───── INPUT DATA ─────
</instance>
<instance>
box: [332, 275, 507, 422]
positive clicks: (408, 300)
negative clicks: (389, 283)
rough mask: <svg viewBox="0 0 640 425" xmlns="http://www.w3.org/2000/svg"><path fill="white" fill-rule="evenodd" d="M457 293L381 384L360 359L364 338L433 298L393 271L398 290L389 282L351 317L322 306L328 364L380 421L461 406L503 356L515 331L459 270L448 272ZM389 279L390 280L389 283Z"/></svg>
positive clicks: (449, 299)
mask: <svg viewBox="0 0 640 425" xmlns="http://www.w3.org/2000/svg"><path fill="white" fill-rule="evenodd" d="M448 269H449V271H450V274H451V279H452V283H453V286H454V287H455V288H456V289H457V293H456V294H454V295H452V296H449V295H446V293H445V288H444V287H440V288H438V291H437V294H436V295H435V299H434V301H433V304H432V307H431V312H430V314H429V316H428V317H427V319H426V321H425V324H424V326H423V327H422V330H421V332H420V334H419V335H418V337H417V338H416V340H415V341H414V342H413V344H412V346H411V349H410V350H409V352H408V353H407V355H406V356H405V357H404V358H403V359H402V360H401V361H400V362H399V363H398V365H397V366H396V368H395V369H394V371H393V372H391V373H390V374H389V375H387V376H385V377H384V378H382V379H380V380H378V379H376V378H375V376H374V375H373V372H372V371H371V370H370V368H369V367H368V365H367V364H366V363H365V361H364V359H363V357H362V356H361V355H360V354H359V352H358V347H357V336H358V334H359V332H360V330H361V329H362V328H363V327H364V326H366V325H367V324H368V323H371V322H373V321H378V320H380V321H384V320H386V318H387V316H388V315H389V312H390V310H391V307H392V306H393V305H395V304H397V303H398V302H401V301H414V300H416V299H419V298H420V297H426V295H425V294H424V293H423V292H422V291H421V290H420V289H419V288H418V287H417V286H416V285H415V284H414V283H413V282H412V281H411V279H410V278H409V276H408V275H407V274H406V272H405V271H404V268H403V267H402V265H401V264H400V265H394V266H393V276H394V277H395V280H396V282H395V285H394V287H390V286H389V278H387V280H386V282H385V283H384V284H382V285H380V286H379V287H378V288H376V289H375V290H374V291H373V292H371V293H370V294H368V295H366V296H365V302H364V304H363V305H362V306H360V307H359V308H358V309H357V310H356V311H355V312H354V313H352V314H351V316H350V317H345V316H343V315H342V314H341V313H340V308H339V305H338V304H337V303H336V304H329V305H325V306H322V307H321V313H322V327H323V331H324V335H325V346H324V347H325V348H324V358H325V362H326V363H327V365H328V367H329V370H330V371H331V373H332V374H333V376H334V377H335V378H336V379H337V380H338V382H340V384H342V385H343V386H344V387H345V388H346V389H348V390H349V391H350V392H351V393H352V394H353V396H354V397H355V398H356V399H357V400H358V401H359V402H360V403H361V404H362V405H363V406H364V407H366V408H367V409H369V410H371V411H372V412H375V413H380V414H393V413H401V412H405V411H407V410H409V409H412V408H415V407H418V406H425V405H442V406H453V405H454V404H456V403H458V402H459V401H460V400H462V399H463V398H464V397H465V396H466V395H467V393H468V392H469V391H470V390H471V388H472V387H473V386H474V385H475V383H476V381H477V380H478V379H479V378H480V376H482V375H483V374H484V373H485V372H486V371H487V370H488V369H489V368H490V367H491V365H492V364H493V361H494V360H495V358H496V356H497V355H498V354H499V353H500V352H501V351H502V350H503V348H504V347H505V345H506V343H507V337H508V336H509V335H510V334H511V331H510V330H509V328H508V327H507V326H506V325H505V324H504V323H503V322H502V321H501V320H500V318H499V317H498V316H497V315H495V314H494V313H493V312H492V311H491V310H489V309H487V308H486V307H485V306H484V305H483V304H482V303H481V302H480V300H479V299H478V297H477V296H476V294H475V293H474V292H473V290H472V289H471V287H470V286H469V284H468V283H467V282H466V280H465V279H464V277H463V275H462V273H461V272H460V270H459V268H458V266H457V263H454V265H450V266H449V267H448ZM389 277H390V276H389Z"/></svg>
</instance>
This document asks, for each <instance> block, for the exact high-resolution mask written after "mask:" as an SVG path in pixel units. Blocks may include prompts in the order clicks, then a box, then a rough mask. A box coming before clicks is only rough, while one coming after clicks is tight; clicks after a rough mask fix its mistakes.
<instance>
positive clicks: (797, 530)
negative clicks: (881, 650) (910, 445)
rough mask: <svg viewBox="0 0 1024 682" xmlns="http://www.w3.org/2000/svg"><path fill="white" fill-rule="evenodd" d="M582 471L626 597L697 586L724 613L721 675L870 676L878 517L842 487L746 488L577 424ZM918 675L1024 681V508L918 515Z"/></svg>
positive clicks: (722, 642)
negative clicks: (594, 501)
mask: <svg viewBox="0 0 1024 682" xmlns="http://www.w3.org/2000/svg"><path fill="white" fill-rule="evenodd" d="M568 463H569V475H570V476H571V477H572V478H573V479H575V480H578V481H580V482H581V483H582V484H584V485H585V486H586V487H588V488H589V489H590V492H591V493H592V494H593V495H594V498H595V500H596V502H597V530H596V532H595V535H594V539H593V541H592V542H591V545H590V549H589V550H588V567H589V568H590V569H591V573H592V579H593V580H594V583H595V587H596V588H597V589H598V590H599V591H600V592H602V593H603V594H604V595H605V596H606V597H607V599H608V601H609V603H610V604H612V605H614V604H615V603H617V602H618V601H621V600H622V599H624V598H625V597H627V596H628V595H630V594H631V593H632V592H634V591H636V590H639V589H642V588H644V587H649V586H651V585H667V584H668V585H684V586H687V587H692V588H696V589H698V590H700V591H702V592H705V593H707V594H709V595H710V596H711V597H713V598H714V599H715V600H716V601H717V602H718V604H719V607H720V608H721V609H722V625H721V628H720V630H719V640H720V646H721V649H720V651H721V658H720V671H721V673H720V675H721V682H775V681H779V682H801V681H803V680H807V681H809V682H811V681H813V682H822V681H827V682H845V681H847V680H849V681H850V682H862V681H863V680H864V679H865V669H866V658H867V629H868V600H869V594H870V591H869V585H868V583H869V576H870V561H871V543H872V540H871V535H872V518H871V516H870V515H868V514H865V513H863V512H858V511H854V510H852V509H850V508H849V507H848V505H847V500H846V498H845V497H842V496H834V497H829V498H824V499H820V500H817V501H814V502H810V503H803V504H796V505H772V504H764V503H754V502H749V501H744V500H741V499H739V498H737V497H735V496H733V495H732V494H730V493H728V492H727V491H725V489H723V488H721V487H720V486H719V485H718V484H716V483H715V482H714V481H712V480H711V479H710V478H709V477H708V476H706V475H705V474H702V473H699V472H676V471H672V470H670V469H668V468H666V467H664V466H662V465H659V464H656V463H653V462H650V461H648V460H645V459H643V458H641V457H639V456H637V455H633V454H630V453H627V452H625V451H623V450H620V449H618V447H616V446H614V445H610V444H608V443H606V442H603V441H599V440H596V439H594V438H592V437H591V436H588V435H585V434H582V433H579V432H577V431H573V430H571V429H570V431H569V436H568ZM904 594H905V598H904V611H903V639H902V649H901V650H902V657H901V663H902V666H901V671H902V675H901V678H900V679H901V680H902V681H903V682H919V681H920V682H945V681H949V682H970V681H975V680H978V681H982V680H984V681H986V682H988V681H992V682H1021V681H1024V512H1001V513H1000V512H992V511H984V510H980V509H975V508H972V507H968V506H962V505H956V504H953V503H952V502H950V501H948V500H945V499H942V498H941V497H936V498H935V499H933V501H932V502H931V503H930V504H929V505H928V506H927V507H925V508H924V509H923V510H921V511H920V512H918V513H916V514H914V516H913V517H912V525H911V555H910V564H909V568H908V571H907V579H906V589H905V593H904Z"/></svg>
─────
→ **PROMPT**:
Please give the rows again from the start through the line holding "positive clicks: (449, 299)", inclusive, with "negative clicks" swapped for "negative points" and nothing else changed.

→ **RESPONSE**:
</instance>
<instance>
box: [332, 275, 507, 422]
positive clicks: (408, 300)
negative points: (389, 283)
rough mask: <svg viewBox="0 0 640 425" xmlns="http://www.w3.org/2000/svg"><path fill="white" fill-rule="evenodd" d="M457 293L381 384L360 359L364 338L433 298L393 271L398 290L389 282L351 317L322 306L328 364L380 421L461 406L503 356L515 331L459 270L448 272ZM389 279L390 280L389 283Z"/></svg>
positive clicks: (449, 299)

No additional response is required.